Segmentation mask data:
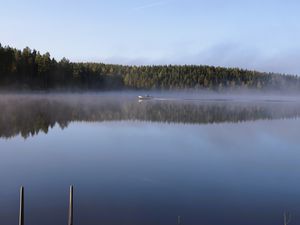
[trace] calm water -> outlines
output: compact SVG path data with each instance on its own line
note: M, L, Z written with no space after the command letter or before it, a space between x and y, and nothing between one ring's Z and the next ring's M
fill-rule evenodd
M0 224L299 223L300 102L182 99L0 96Z

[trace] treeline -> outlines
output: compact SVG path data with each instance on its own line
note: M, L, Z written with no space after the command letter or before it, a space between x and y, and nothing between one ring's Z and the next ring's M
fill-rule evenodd
M56 61L49 53L0 44L0 87L49 89L295 89L297 76L213 66L123 66Z

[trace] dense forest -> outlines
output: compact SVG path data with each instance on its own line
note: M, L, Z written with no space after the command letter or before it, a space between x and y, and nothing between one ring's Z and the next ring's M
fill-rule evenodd
M49 53L0 44L0 88L52 89L293 89L297 76L196 65L124 66L56 61Z
M211 124L251 120L298 118L300 105L285 102L190 102L149 101L136 98L88 96L0 97L0 138L39 132L55 125L62 129L71 122L147 121L159 123Z

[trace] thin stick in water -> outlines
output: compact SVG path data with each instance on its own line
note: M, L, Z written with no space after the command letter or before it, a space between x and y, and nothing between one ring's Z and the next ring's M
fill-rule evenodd
M24 225L24 187L20 188L19 225Z
M73 225L73 185L70 186L69 220L68 220L68 225Z

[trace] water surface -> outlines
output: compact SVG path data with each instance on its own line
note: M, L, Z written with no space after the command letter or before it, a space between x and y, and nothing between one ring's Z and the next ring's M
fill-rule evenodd
M186 98L185 98L186 99ZM282 224L300 215L300 104L0 96L0 223Z

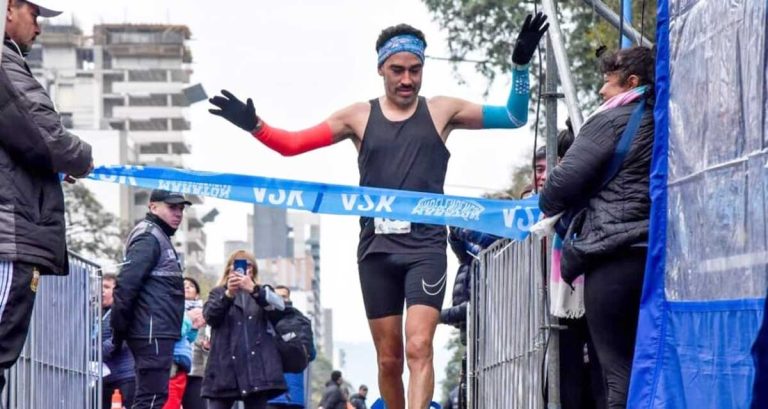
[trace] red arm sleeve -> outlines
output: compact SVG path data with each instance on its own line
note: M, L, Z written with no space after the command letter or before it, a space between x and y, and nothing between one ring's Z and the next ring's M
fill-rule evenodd
M327 122L303 131L289 132L272 128L262 121L253 136L283 156L298 155L333 143L333 131Z

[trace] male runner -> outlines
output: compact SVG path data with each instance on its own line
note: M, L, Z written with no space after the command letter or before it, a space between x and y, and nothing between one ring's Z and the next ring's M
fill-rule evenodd
M451 97L419 96L424 34L405 24L385 29L376 41L384 96L352 104L321 124L298 132L273 128L226 90L211 109L285 156L351 139L360 185L443 193L454 129L518 128L528 118L528 63L549 27L546 16L528 16L512 54L507 106L478 105ZM403 301L405 358L410 370L408 407L424 409L434 390L432 339L443 304L446 274L444 226L387 219L360 219L358 266L366 315L376 345L379 390L387 408L403 409Z

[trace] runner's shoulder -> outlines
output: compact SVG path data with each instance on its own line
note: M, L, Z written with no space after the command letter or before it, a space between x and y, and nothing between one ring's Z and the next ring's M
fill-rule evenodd
M429 106L430 111L453 111L461 107L466 102L467 101L461 98L449 97L445 95L435 95L434 97L427 98L427 105Z
M345 120L345 122L354 122L367 118L371 113L371 105L368 102L355 102L352 105L336 111L333 116Z

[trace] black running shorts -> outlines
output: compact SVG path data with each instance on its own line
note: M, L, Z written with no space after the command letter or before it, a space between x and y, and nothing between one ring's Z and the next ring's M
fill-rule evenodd
M368 319L403 314L406 306L440 311L446 286L445 253L373 253L358 262Z

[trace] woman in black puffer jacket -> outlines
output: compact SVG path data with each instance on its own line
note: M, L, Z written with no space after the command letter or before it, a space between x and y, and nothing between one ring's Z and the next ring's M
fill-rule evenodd
M611 409L626 407L648 250L654 67L653 52L644 47L603 59L600 95L605 103L587 119L539 199L547 216L586 204L583 224L575 228L575 217L564 242L562 275L572 282L585 274L587 325ZM605 183L618 141L639 104L645 106L630 149Z
M238 259L247 262L245 274L234 270ZM209 409L230 409L235 401L243 401L246 409L263 409L286 390L269 325L280 319L283 301L271 287L257 284L256 271L250 253L232 253L203 306L212 329L202 388Z

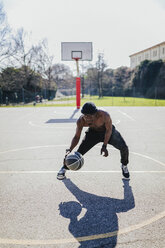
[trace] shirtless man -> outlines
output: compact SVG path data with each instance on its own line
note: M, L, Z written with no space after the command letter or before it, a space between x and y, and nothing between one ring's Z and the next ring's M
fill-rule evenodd
M122 174L125 178L129 178L129 171L127 168L129 154L128 146L121 134L116 130L115 126L112 125L110 115L106 111L97 109L92 102L85 103L81 109L81 113L82 115L77 120L76 133L72 139L70 148L66 150L66 156L77 146L83 127L89 127L77 152L84 155L93 146L99 142L103 142L101 154L107 157L107 144L110 144L120 150ZM64 159L64 165L58 172L57 179L64 179L66 170L67 167Z

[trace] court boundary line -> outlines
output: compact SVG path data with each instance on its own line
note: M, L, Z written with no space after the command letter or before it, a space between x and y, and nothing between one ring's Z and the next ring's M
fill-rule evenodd
M83 237L74 237L68 239L47 239L47 240L32 240L32 239L3 239L0 238L0 244L13 244L13 245L55 245L55 244L66 244L66 243L76 243L76 242L83 242L83 241L90 241L90 240L97 240L97 239L104 239L110 238L113 236L119 236L122 234L126 234L129 232L133 232L137 229L150 225L165 216L165 211L160 212L159 214L151 217L148 220L142 221L141 223L123 228L121 230L117 230L114 232L108 232L103 234L96 234L96 235L89 235Z
M130 119L131 121L135 121L135 119L133 117L131 117L130 115L126 114L125 112L118 110L118 112L124 116L126 116L128 119Z
M8 153L8 152L18 152L18 151L23 151L23 150L32 150L32 149L40 149L40 148L50 148L50 147L68 147L68 145L64 145L64 144L61 144L61 145L44 145L44 146L29 146L29 147L23 147L23 148L17 148L17 149L11 149L11 150L7 150L7 151L0 151L0 154L5 154L5 153ZM96 145L95 147L97 148L101 148L101 145ZM108 147L108 149L110 150L117 150L113 147ZM138 152L132 152L132 151L129 151L131 154L134 154L134 155L138 155L140 157L143 157L143 158L146 158L146 159L149 159L149 160L152 160L162 166L165 166L165 163L157 160L157 159L154 159L148 155L143 155L141 153L138 153Z
M130 173L165 173L165 170L164 171L130 171ZM0 171L0 174L55 174L55 173L58 173L58 171L46 171L46 170L43 170L43 171L24 171L24 170L13 170L13 171ZM121 173L121 170L120 171L67 171L67 174L70 173Z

**WHAT NEEDS TO BE DONE:** Each entry above should be returned exactly as written, minus its pictures.

**SOLVED EXERCISE:**
[trace] calm water -> outlines
output: compact SVG path data with each instance on its own line
note: M, L, Z written with no space after the command letter or before it, a space between x and y, and nothing between one ring's Z and the next ring's M
fill-rule evenodd
M0 224L299 223L300 102L182 99L0 96Z

[trace] treeline -> outlines
output: compact SVG path data with each instance on its own line
note: M, L, Z written with no space after the command letter or before it, a space between x and y, and nothing between one ring's Z and the next ring's M
fill-rule evenodd
M56 61L49 53L0 44L0 87L49 89L295 89L297 76L213 66L123 66Z

[trace] dense forest -> outlines
output: compact SVG path data with each instance on its own line
note: M, L, Z written with no space after the command letter or before it, a space between x and y, and nothing between one ring's Z and the next ring's M
fill-rule evenodd
M49 53L0 44L0 88L52 89L293 89L297 76L196 65L124 66L56 61Z
M211 124L251 120L298 118L300 105L285 102L190 102L149 101L136 98L88 96L0 97L0 138L39 132L55 125L62 129L71 122L147 121L159 123Z

[trace] thin stick in water -> outlines
output: compact SVG path data with each instance on its own line
note: M, L, Z written with no space after the command letter or before it, a space between x and y, and nothing between one ring's Z and the next ring's M
fill-rule evenodd
M24 225L24 187L20 188L19 225Z
M73 225L73 185L70 186L69 220L68 220L68 225Z

[trace] water surface -> outlines
output: compact SVG path data with each instance on its own line
note: M, L, Z written with no space after the command letter or before it, a space between x and y, and nothing between one ring's Z and the next ring's M
fill-rule evenodd
M186 98L185 98L186 99ZM282 224L300 215L300 104L0 96L0 223Z

[trace] red arm sleeve -> outlines
output: compact SVG path data with each instance on its own line
note: M, L, Z written with no space after the command letter or before it, a space between x and y, and nothing between one ring's Z and the next ring's M
fill-rule evenodd
M327 122L303 131L289 132L272 128L262 121L253 136L283 156L298 155L333 143L333 131Z

[trace] male runner -> outlines
output: compact SVG path data with each instance on its own line
note: M, L, Z written with no space after the command letter or before it, a space between x and y, and nothing between one ring's Z and the next ring's M
fill-rule evenodd
M451 97L419 96L424 34L405 24L385 29L376 41L384 96L352 104L321 124L298 132L273 128L226 90L211 109L285 156L351 139L360 185L443 193L454 129L518 128L528 118L528 63L549 27L546 16L528 16L512 54L507 106L478 105ZM403 301L405 358L410 370L408 407L424 409L434 390L432 339L443 304L446 274L444 226L387 219L360 219L358 266L366 315L376 345L379 390L387 408L403 409Z

[trace] runner's shoulder -> outlines
output: compact SVG path data with each instance on its own line
note: M, L, Z written with no space after the command letter or before it, a space between x and y, and nothing between one ring's Z and the next ring's M
fill-rule evenodd
M429 106L430 111L453 111L461 107L466 102L467 101L461 98L449 97L445 95L435 95L434 97L427 98L427 105Z
M345 120L345 122L354 122L367 118L371 113L371 105L368 102L355 102L352 105L336 111L333 116Z

[trace] black running shorts -> outlines
output: compact SVG path data with each instance on its own line
note: M, L, Z written with no space after the command letter or before it, a space between x and y, and nothing between one ring's Z and the next ring's M
fill-rule evenodd
M368 319L403 314L406 306L440 311L446 286L445 253L373 253L358 262Z

[trace] woman in black puffer jacket -> outlines
output: compact SVG path data with each instance on its own line
note: M, L, Z written with no space after the command letter or before it, a space between x and y, and nothing between one ring's Z and the next ring's M
fill-rule evenodd
M611 409L626 407L648 250L654 67L653 52L644 47L603 59L600 95L605 103L587 119L539 199L547 216L586 204L583 224L575 228L575 217L564 242L562 275L572 282L585 274L587 325ZM605 183L618 141L639 104L645 106L630 149Z
M238 259L247 262L245 274L234 270ZM209 409L230 409L235 401L243 401L246 409L263 409L286 390L269 325L280 319L283 301L271 287L257 284L256 271L250 253L232 253L203 306L212 329L202 388Z

[trace] shirtless man -> outlines
output: compact SVG path data with each instance on its own line
note: M, L, Z written with no space after the command letter or before it, a space between x and y, and nothing between one ring's Z and the next ring's M
fill-rule evenodd
M122 174L125 178L129 178L129 171L127 168L129 154L128 146L121 134L116 130L115 126L112 125L110 115L106 111L97 109L92 102L85 103L81 109L81 113L82 115L77 120L76 133L72 139L70 148L66 150L66 156L77 146L83 127L89 127L77 152L84 155L93 146L99 142L103 142L101 154L107 157L107 144L110 144L120 150ZM64 159L64 165L58 172L57 179L64 179L66 170L67 167Z

[trace] court boundary line -> outlines
output: compact SVG path data with each instance on its own line
note: M, L, Z written with no space after the command letter or before it, a space between x and y, and nothing between one ring's Z and the next ring's M
fill-rule evenodd
M83 237L74 237L68 239L47 239L47 240L32 240L32 239L3 239L0 238L0 244L13 244L13 245L55 245L55 244L66 244L66 243L76 243L76 242L83 242L83 241L90 241L90 240L97 240L97 239L104 239L110 238L113 236L119 236L122 234L126 234L129 232L133 232L137 229L150 225L165 216L165 211L160 212L159 214L151 217L148 220L142 221L141 223L123 228L121 230L117 230L114 232L108 232L103 234L96 234L96 235L89 235Z
M130 119L131 121L135 121L135 119L133 117L131 117L130 115L126 114L125 112L118 110L118 112L124 116L126 116L128 119Z
M8 153L8 152L18 152L18 151L23 151L23 150L32 150L32 149L40 149L40 148L50 148L50 147L68 147L68 145L64 145L64 144L61 144L61 145L44 145L44 146L29 146L29 147L23 147L23 148L17 148L17 149L11 149L11 150L7 150L7 151L0 151L0 154L5 154L5 153ZM96 145L95 147L97 148L101 148L101 145ZM108 147L108 149L110 150L117 150L113 147ZM138 152L132 152L132 151L129 151L131 154L134 154L134 155L138 155L140 157L143 157L143 158L146 158L146 159L149 159L149 160L152 160L162 166L165 166L165 163L157 160L157 159L154 159L148 155L143 155L141 153L138 153Z
M130 173L165 173L165 170L164 171L130 171ZM0 171L0 174L55 174L55 173L58 173L58 171L46 171L46 170L43 170L43 171L24 171L24 170L13 170L13 171ZM121 173L121 170L120 171L67 171L67 174L70 173Z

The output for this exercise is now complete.